TASK: Every line containing the word "drawer" must be pulled from the records.

Start of Block

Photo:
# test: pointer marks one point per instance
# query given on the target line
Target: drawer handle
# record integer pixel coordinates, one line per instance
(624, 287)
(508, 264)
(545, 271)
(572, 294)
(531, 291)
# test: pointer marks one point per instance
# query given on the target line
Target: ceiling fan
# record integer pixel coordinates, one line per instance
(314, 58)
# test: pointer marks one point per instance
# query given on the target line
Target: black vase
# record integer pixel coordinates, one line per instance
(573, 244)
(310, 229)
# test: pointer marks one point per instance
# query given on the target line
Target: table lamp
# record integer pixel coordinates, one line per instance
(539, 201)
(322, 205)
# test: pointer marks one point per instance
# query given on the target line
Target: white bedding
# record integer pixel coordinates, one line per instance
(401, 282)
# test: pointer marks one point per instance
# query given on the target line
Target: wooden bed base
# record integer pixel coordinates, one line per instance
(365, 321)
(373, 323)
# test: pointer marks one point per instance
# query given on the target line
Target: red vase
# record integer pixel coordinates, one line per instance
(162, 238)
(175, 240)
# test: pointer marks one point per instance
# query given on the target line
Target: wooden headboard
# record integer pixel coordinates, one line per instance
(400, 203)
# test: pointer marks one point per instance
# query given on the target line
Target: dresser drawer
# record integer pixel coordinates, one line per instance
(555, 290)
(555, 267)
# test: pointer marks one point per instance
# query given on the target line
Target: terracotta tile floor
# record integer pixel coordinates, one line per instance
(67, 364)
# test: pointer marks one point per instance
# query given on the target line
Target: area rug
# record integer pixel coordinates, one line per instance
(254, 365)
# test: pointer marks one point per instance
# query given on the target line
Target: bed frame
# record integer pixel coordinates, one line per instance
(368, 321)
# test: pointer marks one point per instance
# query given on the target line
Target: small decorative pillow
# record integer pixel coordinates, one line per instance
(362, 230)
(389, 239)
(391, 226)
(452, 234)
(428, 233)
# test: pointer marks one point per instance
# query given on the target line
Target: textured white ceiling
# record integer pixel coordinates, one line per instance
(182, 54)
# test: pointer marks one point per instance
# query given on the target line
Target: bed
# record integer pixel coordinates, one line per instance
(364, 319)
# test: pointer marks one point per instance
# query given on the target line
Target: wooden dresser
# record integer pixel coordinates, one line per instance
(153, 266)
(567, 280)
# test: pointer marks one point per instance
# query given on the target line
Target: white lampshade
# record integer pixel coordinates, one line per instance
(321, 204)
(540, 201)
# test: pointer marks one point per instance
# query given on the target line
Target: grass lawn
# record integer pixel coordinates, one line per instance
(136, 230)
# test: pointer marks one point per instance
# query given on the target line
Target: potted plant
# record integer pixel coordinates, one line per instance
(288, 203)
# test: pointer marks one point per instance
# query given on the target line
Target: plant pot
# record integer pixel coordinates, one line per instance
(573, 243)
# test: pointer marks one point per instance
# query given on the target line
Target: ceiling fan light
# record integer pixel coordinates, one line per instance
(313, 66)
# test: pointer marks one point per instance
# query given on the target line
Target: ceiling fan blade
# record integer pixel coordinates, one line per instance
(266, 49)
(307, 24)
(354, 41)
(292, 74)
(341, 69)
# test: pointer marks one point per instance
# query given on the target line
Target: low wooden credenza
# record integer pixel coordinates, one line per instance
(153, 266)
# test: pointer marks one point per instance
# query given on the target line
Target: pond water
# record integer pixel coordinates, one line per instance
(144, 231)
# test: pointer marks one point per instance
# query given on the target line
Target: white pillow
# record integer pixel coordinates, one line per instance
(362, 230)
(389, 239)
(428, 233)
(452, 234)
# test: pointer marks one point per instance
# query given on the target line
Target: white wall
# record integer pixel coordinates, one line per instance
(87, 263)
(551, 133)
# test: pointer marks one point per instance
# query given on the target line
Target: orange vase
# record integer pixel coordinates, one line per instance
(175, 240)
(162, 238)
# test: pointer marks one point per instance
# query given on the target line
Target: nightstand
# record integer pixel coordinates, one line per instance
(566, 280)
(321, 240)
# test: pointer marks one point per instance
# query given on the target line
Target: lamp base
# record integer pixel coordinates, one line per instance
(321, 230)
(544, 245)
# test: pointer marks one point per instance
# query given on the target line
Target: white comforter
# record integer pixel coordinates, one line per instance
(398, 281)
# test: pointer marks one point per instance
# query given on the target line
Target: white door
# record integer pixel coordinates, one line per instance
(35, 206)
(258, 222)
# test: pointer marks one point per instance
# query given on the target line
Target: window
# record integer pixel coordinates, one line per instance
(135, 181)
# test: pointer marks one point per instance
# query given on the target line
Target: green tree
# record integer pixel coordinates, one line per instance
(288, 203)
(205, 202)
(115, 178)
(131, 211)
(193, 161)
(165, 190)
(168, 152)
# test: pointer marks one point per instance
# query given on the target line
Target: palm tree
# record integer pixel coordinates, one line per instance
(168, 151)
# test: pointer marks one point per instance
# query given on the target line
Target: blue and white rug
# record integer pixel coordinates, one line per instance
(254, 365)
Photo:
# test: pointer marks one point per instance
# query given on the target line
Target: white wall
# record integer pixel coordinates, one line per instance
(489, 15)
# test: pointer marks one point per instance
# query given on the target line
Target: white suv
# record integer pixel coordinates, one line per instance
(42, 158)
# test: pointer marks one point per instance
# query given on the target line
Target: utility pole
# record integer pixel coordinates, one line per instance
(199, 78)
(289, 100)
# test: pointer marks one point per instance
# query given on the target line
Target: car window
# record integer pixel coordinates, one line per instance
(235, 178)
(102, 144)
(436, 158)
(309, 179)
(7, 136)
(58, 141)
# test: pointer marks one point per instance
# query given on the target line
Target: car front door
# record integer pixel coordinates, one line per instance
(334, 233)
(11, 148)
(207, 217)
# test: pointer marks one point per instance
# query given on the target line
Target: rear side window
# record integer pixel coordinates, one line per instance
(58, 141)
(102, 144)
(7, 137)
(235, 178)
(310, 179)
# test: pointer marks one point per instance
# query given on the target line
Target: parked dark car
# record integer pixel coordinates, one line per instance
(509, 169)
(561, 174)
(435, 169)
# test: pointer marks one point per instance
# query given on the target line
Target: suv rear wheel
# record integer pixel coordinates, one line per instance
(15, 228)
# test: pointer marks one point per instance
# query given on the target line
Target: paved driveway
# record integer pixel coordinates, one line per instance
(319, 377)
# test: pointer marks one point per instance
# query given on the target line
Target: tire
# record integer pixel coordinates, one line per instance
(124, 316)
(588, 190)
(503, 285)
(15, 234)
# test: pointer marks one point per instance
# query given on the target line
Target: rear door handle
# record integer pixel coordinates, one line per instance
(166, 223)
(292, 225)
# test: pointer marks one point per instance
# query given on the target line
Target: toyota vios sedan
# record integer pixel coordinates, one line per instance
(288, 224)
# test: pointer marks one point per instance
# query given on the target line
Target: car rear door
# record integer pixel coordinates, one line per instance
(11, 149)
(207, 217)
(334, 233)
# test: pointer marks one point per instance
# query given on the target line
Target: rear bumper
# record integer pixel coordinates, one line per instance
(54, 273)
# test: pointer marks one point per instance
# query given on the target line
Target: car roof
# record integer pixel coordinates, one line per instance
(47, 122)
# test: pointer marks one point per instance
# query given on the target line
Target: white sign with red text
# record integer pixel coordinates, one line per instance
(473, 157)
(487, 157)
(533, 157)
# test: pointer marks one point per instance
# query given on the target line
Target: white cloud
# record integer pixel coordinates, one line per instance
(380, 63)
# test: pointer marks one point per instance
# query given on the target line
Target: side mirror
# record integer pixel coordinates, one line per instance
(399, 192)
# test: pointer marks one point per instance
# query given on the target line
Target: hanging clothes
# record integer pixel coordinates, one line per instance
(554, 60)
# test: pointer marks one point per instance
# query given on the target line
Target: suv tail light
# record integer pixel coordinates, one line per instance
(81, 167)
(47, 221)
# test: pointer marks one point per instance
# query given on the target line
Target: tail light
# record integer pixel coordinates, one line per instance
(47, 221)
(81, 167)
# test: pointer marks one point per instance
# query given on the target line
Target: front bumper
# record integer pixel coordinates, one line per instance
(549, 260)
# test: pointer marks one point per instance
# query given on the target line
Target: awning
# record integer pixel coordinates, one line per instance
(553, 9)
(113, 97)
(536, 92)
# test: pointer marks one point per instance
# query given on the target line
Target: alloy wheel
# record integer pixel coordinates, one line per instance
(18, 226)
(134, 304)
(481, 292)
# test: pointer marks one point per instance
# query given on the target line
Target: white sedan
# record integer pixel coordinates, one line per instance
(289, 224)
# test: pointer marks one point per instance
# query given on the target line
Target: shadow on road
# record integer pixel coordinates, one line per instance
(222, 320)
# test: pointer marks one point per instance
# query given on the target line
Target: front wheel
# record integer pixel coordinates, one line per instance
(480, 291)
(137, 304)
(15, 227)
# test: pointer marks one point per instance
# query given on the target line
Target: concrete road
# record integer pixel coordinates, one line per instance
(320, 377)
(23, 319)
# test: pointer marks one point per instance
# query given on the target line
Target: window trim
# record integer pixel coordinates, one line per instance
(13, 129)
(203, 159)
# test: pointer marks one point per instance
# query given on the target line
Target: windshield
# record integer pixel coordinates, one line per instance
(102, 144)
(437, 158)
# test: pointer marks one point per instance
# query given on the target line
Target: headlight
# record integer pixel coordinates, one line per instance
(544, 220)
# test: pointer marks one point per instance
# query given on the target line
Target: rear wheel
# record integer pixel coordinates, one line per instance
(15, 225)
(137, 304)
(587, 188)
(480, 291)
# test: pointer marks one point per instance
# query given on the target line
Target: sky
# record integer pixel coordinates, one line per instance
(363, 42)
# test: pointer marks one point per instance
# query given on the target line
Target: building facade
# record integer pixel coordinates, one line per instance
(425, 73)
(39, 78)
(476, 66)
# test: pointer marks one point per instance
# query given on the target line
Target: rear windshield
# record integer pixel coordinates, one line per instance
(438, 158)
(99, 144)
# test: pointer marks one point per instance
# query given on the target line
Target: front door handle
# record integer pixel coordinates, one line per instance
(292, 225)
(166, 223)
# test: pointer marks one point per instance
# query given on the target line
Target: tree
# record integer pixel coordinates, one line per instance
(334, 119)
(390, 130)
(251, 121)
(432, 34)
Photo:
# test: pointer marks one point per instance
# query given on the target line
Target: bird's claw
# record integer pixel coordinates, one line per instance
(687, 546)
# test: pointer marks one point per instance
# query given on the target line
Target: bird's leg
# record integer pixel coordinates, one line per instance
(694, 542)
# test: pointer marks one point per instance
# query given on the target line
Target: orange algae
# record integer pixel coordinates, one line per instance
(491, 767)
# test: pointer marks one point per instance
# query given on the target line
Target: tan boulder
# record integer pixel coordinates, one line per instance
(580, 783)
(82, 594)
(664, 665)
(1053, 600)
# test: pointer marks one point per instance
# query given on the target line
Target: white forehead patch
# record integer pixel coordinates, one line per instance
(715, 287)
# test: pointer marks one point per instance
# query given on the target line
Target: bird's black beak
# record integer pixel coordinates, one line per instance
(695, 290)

End of Block

RESULT OF THIS EXERCISE:
Target: drawer handle
Target: dresser drawer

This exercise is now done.